Please write out every one of the entries below word for word, leaving the pictures out of your answer.
------ The records
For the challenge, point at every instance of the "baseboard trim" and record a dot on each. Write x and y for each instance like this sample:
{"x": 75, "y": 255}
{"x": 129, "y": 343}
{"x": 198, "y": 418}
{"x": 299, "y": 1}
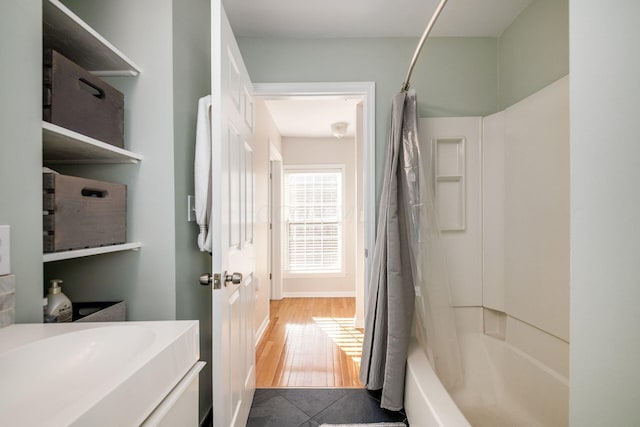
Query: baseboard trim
------------
◆ **Result of the exercise**
For the challenge, point at every instance of the "baseboard trim" and record a dot on each. Write x and y for each instance like this sample:
{"x": 75, "y": 255}
{"x": 129, "y": 343}
{"x": 198, "y": 418}
{"x": 299, "y": 1}
Query: baseboard trim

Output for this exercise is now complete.